Starting at the first line of the material and ending at the line containing "pixel 9 169", both included, output each nonblank line as a row of a Markdown table with the columns Row and Content, numbering the rows in order. Leave the pictures out.
━━━━━━━━━━━━━━━━
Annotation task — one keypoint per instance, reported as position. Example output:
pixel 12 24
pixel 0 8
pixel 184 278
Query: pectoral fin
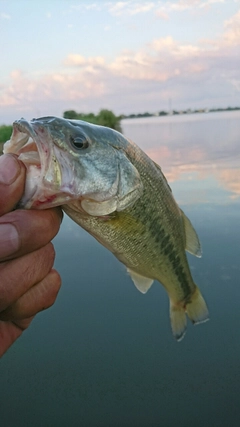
pixel 142 283
pixel 193 245
pixel 99 208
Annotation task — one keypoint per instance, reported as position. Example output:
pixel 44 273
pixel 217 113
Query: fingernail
pixel 9 240
pixel 9 169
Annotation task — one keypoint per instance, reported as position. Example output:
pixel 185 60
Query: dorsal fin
pixel 142 283
pixel 193 245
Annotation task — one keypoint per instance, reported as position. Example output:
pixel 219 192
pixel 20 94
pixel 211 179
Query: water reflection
pixel 203 148
pixel 104 354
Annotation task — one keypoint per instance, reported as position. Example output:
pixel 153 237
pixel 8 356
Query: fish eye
pixel 79 142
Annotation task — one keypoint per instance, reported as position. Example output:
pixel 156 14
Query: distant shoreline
pixel 179 112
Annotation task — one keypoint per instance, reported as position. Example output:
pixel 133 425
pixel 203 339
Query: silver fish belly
pixel 112 189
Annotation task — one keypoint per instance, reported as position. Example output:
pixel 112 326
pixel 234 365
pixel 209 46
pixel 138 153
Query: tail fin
pixel 196 310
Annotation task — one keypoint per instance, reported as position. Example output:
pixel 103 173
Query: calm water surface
pixel 104 354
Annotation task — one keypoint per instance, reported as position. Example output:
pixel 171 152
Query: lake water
pixel 104 354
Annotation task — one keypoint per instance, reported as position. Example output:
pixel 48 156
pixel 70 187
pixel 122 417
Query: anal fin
pixel 178 321
pixel 197 310
pixel 142 283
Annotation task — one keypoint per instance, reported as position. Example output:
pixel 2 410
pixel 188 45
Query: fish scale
pixel 112 189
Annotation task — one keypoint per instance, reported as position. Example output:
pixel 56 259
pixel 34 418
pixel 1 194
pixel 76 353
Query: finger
pixel 37 298
pixel 22 231
pixel 20 274
pixel 10 331
pixel 12 182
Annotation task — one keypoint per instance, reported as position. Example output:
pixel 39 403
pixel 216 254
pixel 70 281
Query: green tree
pixel 103 118
pixel 5 133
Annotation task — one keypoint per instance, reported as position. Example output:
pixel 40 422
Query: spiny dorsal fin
pixel 193 245
pixel 142 283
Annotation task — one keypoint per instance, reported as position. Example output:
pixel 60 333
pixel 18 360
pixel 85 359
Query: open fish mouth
pixel 23 143
pixel 32 144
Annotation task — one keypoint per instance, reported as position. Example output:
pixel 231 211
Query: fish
pixel 111 188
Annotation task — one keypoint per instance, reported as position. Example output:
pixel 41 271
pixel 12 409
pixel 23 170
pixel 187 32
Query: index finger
pixel 12 182
pixel 32 229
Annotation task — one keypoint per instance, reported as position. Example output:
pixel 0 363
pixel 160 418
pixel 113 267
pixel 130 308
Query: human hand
pixel 28 284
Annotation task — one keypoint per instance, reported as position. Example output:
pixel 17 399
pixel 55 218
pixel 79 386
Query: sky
pixel 127 56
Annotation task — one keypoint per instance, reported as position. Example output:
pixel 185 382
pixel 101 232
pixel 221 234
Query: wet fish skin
pixel 150 239
pixel 122 198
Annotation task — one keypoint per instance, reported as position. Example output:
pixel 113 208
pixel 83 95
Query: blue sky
pixel 128 56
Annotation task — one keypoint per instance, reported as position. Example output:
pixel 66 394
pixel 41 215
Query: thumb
pixel 12 181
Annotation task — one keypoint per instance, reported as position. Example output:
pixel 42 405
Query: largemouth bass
pixel 112 189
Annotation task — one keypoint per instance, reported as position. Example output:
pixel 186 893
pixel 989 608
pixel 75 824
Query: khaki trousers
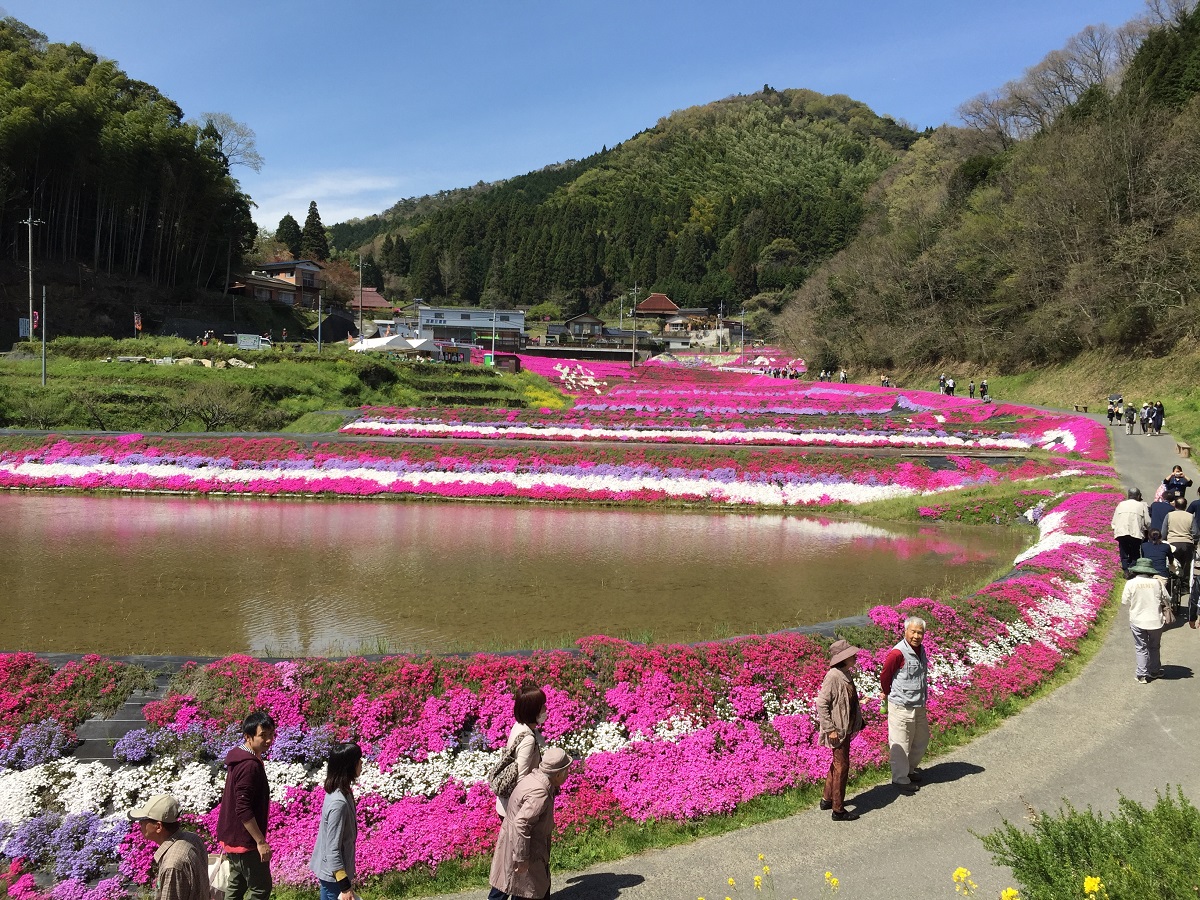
pixel 907 737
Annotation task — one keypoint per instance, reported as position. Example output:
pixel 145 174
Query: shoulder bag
pixel 502 778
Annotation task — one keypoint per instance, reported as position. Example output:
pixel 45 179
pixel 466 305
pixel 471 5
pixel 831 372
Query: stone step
pixel 108 729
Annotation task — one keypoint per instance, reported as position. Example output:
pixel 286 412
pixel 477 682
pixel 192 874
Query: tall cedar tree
pixel 82 144
pixel 313 244
pixel 289 235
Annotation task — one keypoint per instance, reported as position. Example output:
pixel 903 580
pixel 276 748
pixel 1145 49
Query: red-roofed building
pixel 658 305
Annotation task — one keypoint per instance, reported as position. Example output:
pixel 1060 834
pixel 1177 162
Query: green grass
pixel 317 424
pixel 616 840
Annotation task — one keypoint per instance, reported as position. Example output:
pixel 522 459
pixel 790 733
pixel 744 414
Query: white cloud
pixel 340 195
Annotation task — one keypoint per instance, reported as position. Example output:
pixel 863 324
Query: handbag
pixel 219 876
pixel 502 778
pixel 1168 615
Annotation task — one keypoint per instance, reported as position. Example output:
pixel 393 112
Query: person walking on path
pixel 181 858
pixel 333 857
pixel 1159 509
pixel 1131 525
pixel 1177 483
pixel 245 807
pixel 905 683
pixel 841 719
pixel 1159 555
pixel 1181 533
pixel 1146 598
pixel 521 862
pixel 529 711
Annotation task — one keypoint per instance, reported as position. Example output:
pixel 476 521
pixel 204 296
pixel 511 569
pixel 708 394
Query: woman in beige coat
pixel 521 862
pixel 840 721
pixel 529 711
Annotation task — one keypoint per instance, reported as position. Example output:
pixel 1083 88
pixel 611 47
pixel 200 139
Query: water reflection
pixel 214 576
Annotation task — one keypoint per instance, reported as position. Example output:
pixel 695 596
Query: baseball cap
pixel 160 808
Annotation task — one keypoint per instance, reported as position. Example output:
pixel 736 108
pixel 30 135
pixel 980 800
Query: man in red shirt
pixel 241 823
pixel 905 683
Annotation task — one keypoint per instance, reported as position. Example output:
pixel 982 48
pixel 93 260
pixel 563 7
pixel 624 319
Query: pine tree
pixel 289 235
pixel 313 244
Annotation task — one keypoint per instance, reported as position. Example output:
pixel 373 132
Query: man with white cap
pixel 905 684
pixel 181 857
pixel 521 863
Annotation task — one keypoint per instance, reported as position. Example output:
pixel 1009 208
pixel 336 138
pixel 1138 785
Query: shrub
pixel 1138 852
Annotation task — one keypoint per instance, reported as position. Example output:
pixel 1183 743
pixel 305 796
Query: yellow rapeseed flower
pixel 963 883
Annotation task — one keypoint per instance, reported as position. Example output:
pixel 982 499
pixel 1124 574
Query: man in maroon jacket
pixel 241 823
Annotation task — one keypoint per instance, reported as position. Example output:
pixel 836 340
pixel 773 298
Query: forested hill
pixel 1065 219
pixel 114 175
pixel 713 204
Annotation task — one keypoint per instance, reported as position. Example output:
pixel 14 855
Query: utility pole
pixel 361 333
pixel 30 222
pixel 633 315
pixel 743 335
pixel 43 335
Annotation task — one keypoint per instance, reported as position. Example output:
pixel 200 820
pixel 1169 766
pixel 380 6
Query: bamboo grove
pixel 117 177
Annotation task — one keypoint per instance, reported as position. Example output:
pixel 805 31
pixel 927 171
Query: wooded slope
pixel 985 245
pixel 711 205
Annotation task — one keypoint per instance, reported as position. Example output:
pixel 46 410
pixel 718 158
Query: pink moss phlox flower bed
pixel 664 731
pixel 736 408
pixel 280 467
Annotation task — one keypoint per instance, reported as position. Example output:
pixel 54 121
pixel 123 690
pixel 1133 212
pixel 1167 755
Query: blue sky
pixel 358 105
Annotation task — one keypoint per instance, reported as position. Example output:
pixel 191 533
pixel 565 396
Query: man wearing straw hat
pixel 1146 598
pixel 181 857
pixel 840 721
pixel 521 862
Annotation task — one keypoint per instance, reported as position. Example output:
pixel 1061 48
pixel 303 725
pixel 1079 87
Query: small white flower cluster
pixel 407 778
pixel 580 379
pixel 677 726
pixel 72 786
pixel 22 793
pixel 282 775
pixel 604 738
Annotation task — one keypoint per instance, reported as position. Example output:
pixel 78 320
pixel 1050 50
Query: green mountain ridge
pixel 712 205
pixel 1008 253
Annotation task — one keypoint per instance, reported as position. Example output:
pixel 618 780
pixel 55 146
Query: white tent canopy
pixel 397 342
pixel 381 343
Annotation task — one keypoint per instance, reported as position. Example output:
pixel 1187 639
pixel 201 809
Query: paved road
pixel 1098 736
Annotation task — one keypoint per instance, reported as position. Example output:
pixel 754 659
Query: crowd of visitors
pixel 947 387
pixel 1157 545
pixel 526 780
pixel 1151 417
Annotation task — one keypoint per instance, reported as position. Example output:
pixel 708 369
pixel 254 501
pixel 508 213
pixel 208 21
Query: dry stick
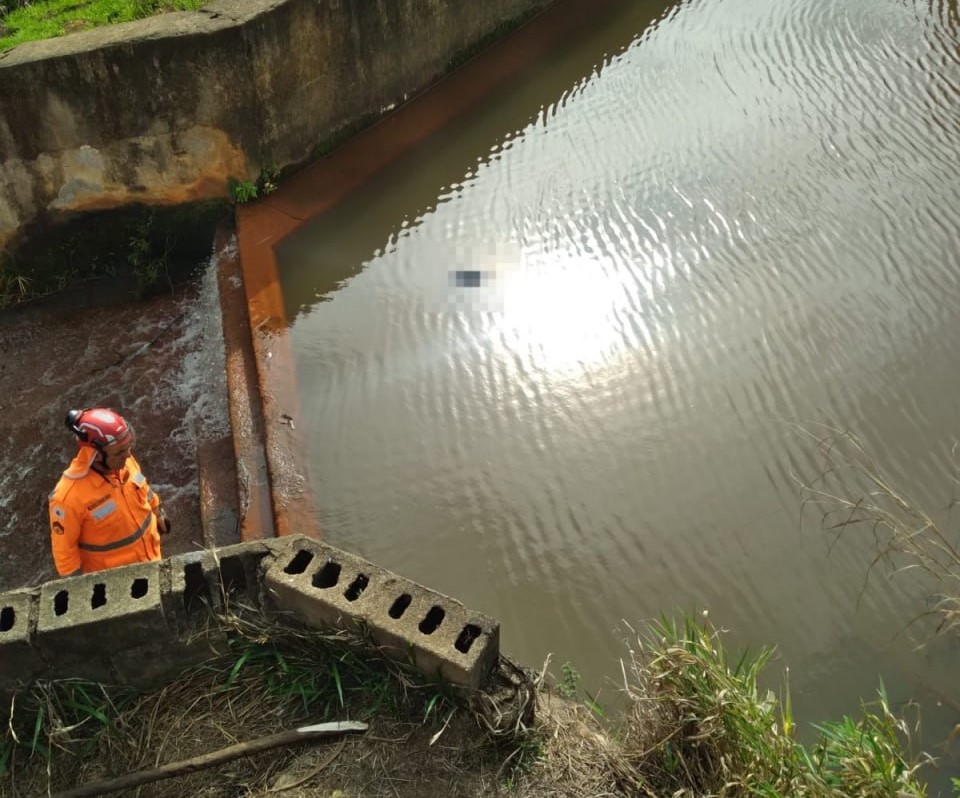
pixel 212 759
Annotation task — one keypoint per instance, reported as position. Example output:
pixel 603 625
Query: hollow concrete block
pixel 102 612
pixel 20 661
pixel 328 588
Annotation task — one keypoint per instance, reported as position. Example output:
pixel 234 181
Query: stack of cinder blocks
pixel 143 623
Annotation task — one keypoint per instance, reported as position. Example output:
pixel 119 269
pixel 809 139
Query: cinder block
━━━━━━━━━━━━━━━━
# ANSWER TO THE EXERCISE
| Row | Content |
|---|---|
| 1 | Annotation task — one keypoint per instance, reported as position. Example output: |
| 2 | pixel 12 24 |
| 3 | pixel 0 8 |
| 4 | pixel 184 278 |
| 5 | Query: pectoral fin |
| 6 | pixel 142 283 |
| 7 | pixel 193 245 |
| 8 | pixel 99 208 |
| 9 | Annotation task — one keypoint per instance, reported as position. Example output: |
| 10 | pixel 44 273 |
| 11 | pixel 217 113 |
| 12 | Query: fingernail |
| 13 | pixel 9 240 |
| 14 | pixel 9 169 |